Ubuntu VPS Monitoring: Set Up Alerts Before Problems Become Downtime

Two-Layer Monitoring: What Your Provider Covers vs What You Cover

When you deploy a VPS on MassiveGRID, there are two monitoring layers. Understanding who watches what prevents both blind spots and duplicated effort.

What MassiveGRID Monitors (Infrastructure Layer)

Physical hardware — CPU temperature, disk health (SMART), memory ECC errors, power supply status
Network infrastructure — switch health, BGP sessions, link utilization, packet loss between nodes
Storage cluster — Ceph cluster health, OSD status, replication state, storage capacity
DDoS mitigation — 12 Tbps scrubbing capacity, automatic detection and filtering
Hypervisor health — Proxmox node status, HA cluster state, automatic VM failover

If a physical disk fails, a network link goes down, or a DDoS attack hits your IP, MassiveGRID detects and responds automatically. You do not need to monitor any of this.

What You Monitor (Application Layer)

Application health — is your website responding? Is your API returning correct data?
Service status — is Nginx running? Is MySQL accepting connections? Is PHP-FPM healthy?
Resource usage — CPU utilization, RAM consumption, disk space, I/O throughput
Logs — error rates, authentication failures, suspicious activity
SSL certificates — expiration dates, renewal status

The gap between these two layers is where most outages hide. Your hardware is fine, your network is fine, but MySQL crashed because it ran out of memory. Only application-layer monitoring catches this.

Installing Netdata: Real-Time System Monitoring

Netdata is the best real-time monitoring tool for a single VPS. It installs in one command, auto-detects your services, and has minimal performance overhead (typically under 2% CPU).

# One-line installation on Ubuntu 24.04
curl https://get.netdata.cloud/kickstart.sh > /tmp/netdata-kickstart.sh && \
  sh /tmp/netdata-kickstart.sh --stable-channel

# Verify it is running
systemctl status netdata

# Access the dashboard
# http://your-server-ip:19999

Securing Netdata Access

By default, Netdata listens on all interfaces on port 19999. Do not leave this open to the internet:

# Option 1: Restrict to localhost only (access via SSH tunnel)
# Edit /etc/netdata/netdata.conf
[web]
    bind to = 127.0.0.1

# Then access via SSH tunnel:
# ssh -L 19999:localhost:19999 user@your-server-ip
# Open http://localhost:19999 in your browser

# Option 2: Restrict with UFW firewall
ufw allow from YOUR_IP to any port 19999
ufw deny 19999

# Restart Netdata after configuration changes
systemctl restart netdata

Netdata Dashboard Overview

Once installed, the Netdata dashboard automatically shows:

System Overview — CPU usage per core, total RAM/swap usage, load average, uptime
Disk I/O — read/write throughput, IOPS, latency, disk space per mount
Network — bandwidth in/out per interface, packet rates, errors and drops
Applications — per-process CPU/RAM/disk/network usage (groups by application)
Services — auto-detected MySQL, Nginx, PHP-FPM, Redis, and more with dedicated dashboards

Netdata retains detailed metrics for hours and summarized data for days, all stored locally with minimal disk usage.

::::::::::

### Problem set
A. Reproduce the part of the VPS monitoring guide from "What You Monitor" up to and including "under 2% CPU).".
B. Answer these questions from the VPS monitoring guide:
(i) What DDoS scrubbing capacity does it give?
(ii) What CPU overhead does Netdata typically have?
(iii) On which port does Netdata listen by default?

### Given information
::::::::::

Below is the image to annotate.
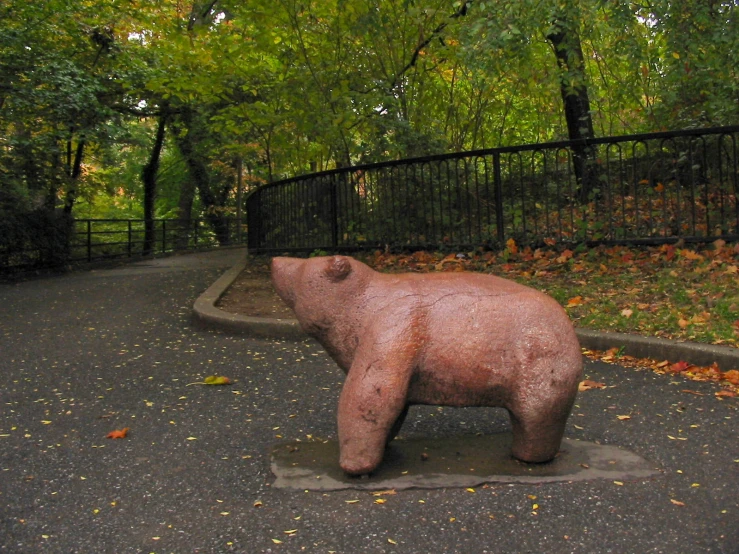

::::::::::

### Answers to each task
A.
What You Monitor (Application Layer)

Application health — is your website responding? Is your API returning correct data?
Service status — is Nginx running? Is MySQL accepting connections? Is PHP-FPM healthy?
Resource usage — CPU utilization, RAM consumption, disk space, I/O throughput
Logs — error rates, authentication failures, suspicious activity
SSL certificates — expiration dates, renewal status

The gap between these two layers is where most outages hide. Your hardware is fine, your network is fine, but MySQL crashed because it ran out of memory. Only application-layer monitoring catches this.

Installing Netdata: Real-Time System Monitoring

Netdata is the best real-time monitoring tool for a single VPS. It installs in one command, auto-detects your services, and has minimal performance overhead (typically under 2% CPU).

B.
(i) 12 Tbps
(ii) Under 2% CPU
(iii) Port 19999